Stated exercise 1: In the text about Harrison and Hendrix, how much did the white Stratocaster that Hendrix used at the 1969 Woodstock Festival sell for at auction in 1990?

Reading passage:
- - - - - - -
George Harrison (1943-2001) Harrison got his first Stratocaster in 1965 and used it for the recording of the Rubber Soul album. Fender’s Don Randall met with the Beatles to try and convince them to use more Fender products. The band bought several different instruments including Harrison’s famous rosewood Telecaster. A prototype rosewood Stratocaster was also built for him at this time but Harrison did not use it. Harrison hand-painted his original Stratocaster with a psychedelic paint job that included the word “Bebopalula” painted above the pickguard and the guitar’s nickname, “Rocky”, painted on the headstock. He can be seen playing Rocky in the Magical Mystery Tour film as well as The Concert for Bangla Desh.

Jimi Hendrix (1942–1970) Known for developing blues in a modern context, Hendrix’ main stage guitar through most of his short career was a Fender Stratocaster. In 1990, the white Stratocaster used by Hendrix at the 1969 Woodstock Festival sold in a Sotheby’s auction for $270,000, a record price at the time. Although Hendrix played left-handed, he did not normally use a custom left-handed Stratocaster. Instead, he is noted for playing a conventional right-handed Stratocaster strung backwards because he preferred to use the controls in that position. Like Buddy Holly, Hendrix was responsible for a large increase in the Stratocaster’s popularity, especially in his favorite finish, white. In reference to his famed on-stage Stratocaster burning, Hendrix is quoted as saying, “The time I burned my guitar it was like a sacrifice. You sacrifice the things you love. I love my guitar.” In 1997 Fender produced a limited edition Hendrix tribute model Stratocaster.
- - - - - - -
Records for this task:
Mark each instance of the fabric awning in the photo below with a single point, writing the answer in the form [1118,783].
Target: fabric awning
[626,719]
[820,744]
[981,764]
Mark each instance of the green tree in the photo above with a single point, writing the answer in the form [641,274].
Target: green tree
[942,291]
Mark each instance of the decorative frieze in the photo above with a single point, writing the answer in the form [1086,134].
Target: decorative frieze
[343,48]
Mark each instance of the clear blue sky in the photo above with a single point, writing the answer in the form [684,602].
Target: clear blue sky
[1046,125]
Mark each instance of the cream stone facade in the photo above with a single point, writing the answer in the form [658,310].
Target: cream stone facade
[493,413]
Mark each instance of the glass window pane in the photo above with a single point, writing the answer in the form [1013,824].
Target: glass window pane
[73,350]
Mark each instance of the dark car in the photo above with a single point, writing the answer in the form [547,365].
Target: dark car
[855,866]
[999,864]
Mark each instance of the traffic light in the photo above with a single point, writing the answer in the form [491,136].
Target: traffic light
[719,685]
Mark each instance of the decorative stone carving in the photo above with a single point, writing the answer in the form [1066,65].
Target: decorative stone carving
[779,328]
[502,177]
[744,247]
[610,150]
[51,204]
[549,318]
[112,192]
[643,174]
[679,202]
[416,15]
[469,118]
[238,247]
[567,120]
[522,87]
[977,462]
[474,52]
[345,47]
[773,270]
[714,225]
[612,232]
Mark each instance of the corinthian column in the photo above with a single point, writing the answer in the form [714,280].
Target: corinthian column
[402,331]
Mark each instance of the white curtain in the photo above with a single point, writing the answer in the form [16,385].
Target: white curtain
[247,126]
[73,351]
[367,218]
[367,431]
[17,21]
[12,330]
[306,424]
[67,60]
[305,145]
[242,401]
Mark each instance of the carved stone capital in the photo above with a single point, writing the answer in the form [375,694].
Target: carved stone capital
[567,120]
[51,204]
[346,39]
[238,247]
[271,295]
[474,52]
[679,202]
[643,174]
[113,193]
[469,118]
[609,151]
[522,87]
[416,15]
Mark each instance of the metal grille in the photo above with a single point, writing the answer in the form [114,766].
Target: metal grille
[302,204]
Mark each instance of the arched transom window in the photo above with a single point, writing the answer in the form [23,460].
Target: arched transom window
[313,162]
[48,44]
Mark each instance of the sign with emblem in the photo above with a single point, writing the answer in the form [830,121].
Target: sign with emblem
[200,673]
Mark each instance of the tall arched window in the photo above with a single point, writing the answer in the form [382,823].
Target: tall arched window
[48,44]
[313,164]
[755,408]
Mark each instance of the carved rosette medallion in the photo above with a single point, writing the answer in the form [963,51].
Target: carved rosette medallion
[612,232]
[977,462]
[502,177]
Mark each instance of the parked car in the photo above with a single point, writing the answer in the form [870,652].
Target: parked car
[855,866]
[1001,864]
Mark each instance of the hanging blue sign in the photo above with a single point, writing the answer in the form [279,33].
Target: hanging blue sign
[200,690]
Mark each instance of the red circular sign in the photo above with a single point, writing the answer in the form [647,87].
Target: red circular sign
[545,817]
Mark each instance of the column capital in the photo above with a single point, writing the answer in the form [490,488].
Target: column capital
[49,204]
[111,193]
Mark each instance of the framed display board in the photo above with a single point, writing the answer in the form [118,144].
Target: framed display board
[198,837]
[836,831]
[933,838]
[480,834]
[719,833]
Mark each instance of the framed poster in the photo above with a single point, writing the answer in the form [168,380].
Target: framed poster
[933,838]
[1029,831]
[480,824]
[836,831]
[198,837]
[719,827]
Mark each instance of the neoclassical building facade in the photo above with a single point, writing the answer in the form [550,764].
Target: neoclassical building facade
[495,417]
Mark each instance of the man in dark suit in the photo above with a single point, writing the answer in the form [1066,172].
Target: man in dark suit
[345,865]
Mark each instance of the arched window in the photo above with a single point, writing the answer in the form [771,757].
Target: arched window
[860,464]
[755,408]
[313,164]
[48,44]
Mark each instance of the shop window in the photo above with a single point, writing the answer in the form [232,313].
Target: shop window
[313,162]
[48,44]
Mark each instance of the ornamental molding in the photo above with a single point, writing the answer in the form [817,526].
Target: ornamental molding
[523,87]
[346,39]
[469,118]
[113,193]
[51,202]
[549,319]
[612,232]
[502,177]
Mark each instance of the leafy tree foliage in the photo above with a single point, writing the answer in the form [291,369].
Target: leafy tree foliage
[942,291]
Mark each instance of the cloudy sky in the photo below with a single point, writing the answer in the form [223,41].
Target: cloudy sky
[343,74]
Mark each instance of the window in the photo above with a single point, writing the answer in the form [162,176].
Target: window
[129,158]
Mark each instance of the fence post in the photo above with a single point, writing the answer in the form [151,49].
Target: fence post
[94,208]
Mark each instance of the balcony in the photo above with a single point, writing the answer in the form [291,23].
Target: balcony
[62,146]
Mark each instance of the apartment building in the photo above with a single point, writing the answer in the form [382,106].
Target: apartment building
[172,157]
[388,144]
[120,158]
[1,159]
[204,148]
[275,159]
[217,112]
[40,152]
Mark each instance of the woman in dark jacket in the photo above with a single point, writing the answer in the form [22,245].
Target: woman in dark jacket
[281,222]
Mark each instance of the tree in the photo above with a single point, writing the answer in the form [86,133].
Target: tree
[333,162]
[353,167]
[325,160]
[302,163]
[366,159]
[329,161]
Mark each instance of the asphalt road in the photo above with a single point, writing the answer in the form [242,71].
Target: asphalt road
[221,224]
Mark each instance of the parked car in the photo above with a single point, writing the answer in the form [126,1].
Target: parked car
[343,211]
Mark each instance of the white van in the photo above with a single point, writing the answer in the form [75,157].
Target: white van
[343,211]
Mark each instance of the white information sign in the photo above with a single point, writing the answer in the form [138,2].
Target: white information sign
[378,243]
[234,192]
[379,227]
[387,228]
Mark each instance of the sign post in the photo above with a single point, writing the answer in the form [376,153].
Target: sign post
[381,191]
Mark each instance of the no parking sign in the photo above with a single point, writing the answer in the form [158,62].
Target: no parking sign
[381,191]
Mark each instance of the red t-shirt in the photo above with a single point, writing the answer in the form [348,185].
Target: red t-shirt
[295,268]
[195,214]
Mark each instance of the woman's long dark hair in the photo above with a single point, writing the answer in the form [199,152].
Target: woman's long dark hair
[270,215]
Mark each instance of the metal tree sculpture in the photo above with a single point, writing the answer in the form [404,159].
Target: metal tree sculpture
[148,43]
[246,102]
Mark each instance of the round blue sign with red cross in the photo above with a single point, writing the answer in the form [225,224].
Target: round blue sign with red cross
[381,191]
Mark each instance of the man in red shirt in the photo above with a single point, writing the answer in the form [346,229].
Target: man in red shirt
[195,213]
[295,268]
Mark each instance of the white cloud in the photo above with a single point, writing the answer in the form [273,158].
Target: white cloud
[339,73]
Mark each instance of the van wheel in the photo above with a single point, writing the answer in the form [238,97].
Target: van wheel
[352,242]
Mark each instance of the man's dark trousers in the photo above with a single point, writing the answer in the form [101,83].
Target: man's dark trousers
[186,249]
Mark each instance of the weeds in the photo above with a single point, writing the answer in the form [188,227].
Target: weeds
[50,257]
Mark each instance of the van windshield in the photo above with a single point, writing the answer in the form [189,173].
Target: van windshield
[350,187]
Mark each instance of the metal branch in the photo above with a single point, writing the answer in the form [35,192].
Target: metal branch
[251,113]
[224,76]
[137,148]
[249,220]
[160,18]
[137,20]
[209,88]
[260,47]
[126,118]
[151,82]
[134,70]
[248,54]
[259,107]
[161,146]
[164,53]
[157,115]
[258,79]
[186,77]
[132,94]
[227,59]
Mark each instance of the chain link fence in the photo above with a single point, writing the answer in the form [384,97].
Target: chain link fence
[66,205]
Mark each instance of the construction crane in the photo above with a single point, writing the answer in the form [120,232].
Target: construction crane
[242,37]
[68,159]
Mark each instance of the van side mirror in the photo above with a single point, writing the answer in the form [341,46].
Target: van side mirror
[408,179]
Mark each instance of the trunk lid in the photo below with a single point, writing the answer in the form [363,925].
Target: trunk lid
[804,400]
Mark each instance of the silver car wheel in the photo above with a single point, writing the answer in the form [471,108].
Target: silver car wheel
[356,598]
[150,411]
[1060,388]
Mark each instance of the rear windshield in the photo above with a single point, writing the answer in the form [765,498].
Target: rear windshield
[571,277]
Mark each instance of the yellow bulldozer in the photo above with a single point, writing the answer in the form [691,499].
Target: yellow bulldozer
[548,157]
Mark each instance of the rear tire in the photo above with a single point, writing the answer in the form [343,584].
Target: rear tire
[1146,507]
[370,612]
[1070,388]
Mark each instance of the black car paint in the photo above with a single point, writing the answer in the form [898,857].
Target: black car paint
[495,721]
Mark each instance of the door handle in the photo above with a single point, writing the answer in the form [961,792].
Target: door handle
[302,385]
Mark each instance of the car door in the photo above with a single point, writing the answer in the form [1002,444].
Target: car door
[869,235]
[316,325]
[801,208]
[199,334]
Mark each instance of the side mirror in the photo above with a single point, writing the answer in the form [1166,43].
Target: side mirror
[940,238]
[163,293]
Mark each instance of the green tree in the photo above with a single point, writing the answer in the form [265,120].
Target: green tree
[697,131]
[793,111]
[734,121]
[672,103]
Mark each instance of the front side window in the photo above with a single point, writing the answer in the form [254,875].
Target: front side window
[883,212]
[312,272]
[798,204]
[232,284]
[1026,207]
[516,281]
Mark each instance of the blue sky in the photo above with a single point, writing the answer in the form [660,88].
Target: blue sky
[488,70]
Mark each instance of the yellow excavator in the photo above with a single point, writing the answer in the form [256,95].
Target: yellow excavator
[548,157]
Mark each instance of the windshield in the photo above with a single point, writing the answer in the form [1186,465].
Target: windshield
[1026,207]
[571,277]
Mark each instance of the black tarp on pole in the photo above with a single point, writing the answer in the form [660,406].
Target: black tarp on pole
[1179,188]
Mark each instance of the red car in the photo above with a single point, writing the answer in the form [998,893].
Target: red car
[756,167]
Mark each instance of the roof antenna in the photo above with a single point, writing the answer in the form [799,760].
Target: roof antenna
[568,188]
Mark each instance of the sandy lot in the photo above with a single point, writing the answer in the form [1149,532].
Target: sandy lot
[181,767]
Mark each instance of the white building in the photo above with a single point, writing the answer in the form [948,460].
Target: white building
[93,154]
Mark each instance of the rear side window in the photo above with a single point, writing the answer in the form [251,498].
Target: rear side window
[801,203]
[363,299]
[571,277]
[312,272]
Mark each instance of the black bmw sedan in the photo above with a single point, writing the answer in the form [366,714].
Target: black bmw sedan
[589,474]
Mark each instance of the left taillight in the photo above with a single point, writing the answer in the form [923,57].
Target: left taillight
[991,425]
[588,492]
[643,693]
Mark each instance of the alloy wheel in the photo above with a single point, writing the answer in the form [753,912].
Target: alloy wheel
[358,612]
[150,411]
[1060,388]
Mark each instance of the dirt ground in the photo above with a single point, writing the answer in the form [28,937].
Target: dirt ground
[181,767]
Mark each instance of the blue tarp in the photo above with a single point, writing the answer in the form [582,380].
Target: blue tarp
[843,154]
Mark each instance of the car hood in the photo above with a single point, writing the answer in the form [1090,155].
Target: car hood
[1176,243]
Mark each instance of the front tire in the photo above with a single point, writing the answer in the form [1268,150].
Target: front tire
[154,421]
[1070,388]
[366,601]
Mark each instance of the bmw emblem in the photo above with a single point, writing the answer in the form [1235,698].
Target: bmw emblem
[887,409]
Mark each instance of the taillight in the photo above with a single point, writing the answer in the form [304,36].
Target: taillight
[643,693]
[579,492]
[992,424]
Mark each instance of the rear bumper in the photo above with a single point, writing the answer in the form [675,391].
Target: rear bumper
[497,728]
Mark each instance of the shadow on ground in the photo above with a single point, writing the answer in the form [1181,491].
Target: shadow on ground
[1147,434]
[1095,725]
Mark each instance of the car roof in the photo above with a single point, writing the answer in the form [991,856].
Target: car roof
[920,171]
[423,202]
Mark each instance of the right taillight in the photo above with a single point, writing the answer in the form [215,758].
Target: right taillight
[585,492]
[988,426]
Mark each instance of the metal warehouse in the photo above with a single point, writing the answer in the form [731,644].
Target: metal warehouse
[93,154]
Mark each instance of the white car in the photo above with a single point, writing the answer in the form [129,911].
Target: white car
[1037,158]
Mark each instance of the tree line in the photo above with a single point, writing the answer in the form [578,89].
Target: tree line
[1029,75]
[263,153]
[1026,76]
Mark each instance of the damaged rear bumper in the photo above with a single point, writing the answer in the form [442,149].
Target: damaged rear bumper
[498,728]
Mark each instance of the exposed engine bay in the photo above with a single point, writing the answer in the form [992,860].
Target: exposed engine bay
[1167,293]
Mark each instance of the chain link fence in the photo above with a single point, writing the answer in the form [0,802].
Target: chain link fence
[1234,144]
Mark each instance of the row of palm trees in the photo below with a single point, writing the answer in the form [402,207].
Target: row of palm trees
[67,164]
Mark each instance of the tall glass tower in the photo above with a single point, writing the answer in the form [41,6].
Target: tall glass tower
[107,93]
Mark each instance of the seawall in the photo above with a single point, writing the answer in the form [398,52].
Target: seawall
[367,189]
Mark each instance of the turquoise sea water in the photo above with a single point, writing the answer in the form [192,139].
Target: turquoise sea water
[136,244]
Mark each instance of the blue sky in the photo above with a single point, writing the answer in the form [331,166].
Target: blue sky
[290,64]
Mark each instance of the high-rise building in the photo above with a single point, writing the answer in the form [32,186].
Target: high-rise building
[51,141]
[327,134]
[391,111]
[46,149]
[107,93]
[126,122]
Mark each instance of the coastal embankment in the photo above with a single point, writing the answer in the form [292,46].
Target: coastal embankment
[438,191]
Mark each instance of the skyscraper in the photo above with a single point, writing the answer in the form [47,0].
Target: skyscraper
- - - - - - -
Stated exercise 2: How many lines of the rows contain the word "clear"? Reply with the number only.

Task solution 1: $270,000

Task solution 2: 2